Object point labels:
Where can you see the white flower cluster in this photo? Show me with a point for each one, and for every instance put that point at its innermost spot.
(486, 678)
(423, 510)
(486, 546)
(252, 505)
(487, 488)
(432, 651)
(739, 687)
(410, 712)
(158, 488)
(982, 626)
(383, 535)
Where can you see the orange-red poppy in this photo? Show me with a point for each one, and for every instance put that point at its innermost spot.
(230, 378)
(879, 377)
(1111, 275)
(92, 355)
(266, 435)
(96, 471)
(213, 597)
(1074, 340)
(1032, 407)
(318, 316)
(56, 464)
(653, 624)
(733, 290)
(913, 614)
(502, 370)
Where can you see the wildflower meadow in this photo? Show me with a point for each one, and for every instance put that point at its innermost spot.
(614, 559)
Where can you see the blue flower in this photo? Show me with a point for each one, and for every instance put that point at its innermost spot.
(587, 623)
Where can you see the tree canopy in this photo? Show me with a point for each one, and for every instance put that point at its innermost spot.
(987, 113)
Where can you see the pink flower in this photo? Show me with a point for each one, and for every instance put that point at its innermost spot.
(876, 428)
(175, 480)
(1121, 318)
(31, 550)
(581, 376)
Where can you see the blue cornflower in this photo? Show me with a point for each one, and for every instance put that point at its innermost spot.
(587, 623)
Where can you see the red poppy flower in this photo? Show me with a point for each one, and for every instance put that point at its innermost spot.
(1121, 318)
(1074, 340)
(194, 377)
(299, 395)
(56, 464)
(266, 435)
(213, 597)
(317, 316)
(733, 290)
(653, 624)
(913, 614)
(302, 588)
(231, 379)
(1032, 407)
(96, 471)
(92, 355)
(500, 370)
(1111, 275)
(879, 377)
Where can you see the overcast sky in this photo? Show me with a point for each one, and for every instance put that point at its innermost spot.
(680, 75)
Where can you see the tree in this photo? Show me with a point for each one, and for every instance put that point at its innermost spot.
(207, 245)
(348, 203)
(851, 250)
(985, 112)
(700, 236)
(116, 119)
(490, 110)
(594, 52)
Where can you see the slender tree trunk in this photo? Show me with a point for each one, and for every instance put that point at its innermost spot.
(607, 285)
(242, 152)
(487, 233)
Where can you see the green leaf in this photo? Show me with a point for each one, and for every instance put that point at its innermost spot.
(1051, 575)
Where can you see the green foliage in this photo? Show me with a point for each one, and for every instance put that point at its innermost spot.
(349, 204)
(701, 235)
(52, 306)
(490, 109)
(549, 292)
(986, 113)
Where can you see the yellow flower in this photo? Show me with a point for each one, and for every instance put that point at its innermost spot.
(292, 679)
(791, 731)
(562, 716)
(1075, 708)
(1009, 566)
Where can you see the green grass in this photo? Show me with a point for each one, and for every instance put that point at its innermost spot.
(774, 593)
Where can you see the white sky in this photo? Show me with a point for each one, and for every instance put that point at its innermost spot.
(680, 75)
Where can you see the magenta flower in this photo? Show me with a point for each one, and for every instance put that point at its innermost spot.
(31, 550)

REQUIREMENT:
Copy only the stretch running from the line containing "Where can you see the yellow" to the final line of the entries, both ends included, exactly as it stands.

RESULT OF THE EXERCISE:
Where can you see the yellow flower in this photo? Show me with a point for each one, and for every instance put that point at its innermost spot.
(292, 679)
(791, 731)
(562, 716)
(1075, 708)
(1009, 566)
Where can you see the green grass in this photo? Show me with a point for each one, and for every instance put that point at its innermost spot.
(774, 593)
Where can you see the white sky in this photo? Show me with a point for each one, and for every instance put that point at its innermost spot.
(680, 75)
Where can you see the magenta flower in this photo? Show me with a point for each one, and for every instance put that point at its innermost spot.
(31, 550)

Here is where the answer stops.